## Aim of the exercise:
The required output is the line containing "Target: bench leg" through the final line of the material below, printed exactly, with no other lines.

((

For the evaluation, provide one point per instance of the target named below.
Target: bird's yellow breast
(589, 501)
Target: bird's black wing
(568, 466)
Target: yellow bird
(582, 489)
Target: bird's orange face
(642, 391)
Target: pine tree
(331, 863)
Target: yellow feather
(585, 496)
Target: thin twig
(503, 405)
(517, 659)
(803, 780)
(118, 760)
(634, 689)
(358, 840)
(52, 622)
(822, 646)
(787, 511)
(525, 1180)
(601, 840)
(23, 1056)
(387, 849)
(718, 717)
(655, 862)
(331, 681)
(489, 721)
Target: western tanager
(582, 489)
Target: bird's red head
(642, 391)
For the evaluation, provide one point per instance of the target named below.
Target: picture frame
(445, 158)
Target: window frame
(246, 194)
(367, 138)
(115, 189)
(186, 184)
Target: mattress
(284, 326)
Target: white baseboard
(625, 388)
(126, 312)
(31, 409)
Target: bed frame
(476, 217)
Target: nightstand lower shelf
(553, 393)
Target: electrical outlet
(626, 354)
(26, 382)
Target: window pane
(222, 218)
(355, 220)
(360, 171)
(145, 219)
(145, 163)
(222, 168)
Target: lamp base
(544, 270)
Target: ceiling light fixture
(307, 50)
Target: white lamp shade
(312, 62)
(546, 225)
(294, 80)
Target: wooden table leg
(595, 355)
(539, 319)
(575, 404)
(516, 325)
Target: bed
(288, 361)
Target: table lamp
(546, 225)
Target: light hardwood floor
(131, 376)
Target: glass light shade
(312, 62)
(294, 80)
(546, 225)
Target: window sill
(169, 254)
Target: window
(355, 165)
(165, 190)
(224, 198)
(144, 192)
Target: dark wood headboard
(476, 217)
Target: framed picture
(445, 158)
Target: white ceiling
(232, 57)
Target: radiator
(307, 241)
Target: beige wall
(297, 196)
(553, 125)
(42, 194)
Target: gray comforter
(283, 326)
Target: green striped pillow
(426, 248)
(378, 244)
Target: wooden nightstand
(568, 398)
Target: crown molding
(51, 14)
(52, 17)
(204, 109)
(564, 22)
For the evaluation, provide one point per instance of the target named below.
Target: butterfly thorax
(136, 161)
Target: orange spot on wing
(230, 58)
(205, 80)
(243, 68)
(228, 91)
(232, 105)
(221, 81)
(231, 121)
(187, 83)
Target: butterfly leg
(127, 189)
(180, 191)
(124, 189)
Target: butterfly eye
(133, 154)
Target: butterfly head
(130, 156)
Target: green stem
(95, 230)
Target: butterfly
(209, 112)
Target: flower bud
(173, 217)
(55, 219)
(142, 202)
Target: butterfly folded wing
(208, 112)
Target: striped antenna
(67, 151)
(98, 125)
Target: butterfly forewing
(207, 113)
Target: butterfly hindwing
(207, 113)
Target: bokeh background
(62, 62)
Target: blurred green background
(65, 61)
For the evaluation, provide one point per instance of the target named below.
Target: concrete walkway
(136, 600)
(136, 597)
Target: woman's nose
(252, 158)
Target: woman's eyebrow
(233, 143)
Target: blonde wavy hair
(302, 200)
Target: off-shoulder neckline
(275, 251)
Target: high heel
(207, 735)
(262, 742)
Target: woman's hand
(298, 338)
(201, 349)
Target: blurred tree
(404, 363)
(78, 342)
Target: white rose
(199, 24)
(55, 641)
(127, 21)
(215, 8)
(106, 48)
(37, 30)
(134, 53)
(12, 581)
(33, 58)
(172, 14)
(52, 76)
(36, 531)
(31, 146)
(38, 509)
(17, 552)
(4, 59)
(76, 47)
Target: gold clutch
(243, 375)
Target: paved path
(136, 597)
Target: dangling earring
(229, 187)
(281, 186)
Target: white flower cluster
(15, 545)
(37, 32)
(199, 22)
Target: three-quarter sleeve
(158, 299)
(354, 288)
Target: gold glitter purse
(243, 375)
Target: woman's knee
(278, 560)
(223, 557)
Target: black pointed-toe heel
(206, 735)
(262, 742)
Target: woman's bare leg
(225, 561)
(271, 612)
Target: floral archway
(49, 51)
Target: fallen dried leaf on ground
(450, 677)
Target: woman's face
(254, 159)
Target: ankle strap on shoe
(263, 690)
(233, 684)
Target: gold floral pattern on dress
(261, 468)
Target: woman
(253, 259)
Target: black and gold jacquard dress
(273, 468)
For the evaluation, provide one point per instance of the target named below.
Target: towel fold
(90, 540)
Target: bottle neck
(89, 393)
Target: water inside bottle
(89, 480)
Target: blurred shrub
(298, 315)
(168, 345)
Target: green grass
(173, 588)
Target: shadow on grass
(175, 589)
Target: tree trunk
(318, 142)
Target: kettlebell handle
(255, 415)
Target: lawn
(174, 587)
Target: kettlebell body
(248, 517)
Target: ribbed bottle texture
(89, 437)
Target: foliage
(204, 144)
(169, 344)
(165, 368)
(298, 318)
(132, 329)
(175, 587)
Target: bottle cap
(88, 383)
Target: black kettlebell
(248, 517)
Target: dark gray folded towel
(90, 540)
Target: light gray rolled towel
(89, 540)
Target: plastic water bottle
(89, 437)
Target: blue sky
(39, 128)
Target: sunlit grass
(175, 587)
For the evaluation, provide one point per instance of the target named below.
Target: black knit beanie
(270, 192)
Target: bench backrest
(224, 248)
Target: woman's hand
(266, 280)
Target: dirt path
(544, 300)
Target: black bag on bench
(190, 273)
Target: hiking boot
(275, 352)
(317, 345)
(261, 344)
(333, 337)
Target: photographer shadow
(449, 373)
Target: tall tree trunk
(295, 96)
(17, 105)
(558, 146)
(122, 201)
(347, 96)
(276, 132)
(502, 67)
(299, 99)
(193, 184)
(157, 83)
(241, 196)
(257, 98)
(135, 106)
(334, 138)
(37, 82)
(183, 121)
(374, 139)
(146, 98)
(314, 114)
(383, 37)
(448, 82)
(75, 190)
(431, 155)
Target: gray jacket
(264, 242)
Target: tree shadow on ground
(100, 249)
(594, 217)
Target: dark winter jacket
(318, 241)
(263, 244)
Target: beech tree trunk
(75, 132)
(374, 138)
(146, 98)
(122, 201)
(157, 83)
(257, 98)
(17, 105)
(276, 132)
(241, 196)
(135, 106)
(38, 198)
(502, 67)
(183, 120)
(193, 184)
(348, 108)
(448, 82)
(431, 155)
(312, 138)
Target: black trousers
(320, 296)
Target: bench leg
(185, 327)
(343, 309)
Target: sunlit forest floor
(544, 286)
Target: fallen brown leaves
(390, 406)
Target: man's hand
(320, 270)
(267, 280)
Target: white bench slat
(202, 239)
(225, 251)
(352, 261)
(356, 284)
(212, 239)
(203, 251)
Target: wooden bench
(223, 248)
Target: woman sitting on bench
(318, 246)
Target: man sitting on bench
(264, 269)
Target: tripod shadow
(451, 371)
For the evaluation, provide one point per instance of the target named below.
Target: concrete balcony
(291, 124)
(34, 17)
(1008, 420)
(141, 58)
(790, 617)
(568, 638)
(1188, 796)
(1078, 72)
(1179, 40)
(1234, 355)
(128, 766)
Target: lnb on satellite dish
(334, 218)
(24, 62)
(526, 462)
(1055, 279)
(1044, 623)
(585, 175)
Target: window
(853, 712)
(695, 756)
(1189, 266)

))

## Expected output:
Target: bench leg
(185, 327)
(343, 309)
Target: sunlit forest floor
(544, 286)
Target: fallen brown leaves
(390, 406)
Target: man's hand
(320, 270)
(267, 280)
Target: white bench slat
(202, 239)
(225, 251)
(352, 261)
(356, 284)
(212, 239)
(203, 251)
Target: wooden bench
(223, 248)
Target: woman sitting on bench
(318, 246)
Target: man sitting on bench
(264, 269)
Target: tripod shadow
(451, 371)
For the evaluation, provide one point per instance of the target named below.
Target: concrete balcony
(291, 124)
(34, 17)
(1008, 420)
(141, 58)
(790, 617)
(568, 638)
(1188, 796)
(1078, 72)
(1179, 40)
(1234, 355)
(128, 766)
Target: lnb on satellite dish
(334, 218)
(24, 62)
(526, 462)
(1055, 279)
(1044, 623)
(585, 175)
Target: window
(853, 712)
(695, 756)
(1189, 266)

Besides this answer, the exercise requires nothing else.